Dataset records: Begin

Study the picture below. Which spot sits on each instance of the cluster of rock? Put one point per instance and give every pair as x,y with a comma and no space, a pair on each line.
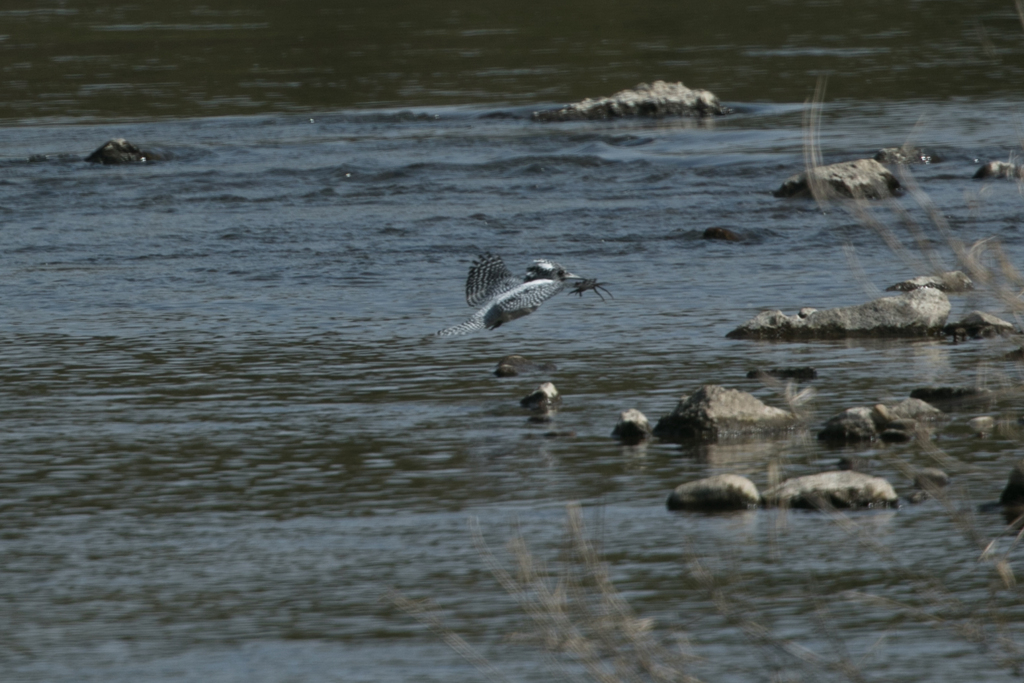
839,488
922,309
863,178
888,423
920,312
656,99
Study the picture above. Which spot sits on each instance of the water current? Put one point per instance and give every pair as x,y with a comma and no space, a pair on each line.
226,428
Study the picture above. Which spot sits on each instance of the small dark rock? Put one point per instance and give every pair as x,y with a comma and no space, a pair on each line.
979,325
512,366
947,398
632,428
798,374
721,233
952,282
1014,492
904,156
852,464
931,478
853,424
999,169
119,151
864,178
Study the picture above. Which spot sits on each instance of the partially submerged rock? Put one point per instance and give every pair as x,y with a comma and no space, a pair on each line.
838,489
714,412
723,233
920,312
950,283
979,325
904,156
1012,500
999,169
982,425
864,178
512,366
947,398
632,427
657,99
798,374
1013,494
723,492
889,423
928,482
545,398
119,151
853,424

Dataset records: End

--- What the exercise asks ---
Would you output the full listing exactly as it stands, minus the images?

--- Exercise solution ---
Study the picture below. Which spot sits on each instance of the cluster of rock? Put one point per instance and give every pair as x,y with a comma and no space, a pair on each line.
839,488
922,309
863,178
888,423
920,312
656,99
Study the picture above. Which spot sits on each instance of the water current? Put one point per instance and give every pair as x,y with a comma and no space, a pair on each line.
226,428
Study the picture above. Which spot sits on each instance of the small dark rock? Put one point per instance and give every pair as x,y with a comma and no space, a pair on each line.
979,325
512,366
947,398
632,428
798,374
721,233
952,282
1014,492
904,156
852,464
931,478
853,424
999,169
119,151
864,178
Study the picture above. Which spot sits on each instance of the partially submerged rock? Put one point per instance and give every pair as x,y with a comma and no space, a pair on each line.
838,489
714,412
723,233
920,312
950,283
979,325
904,156
1012,500
999,169
982,425
864,178
512,366
947,398
632,427
657,99
798,374
1013,494
723,492
889,423
928,482
545,398
119,151
853,424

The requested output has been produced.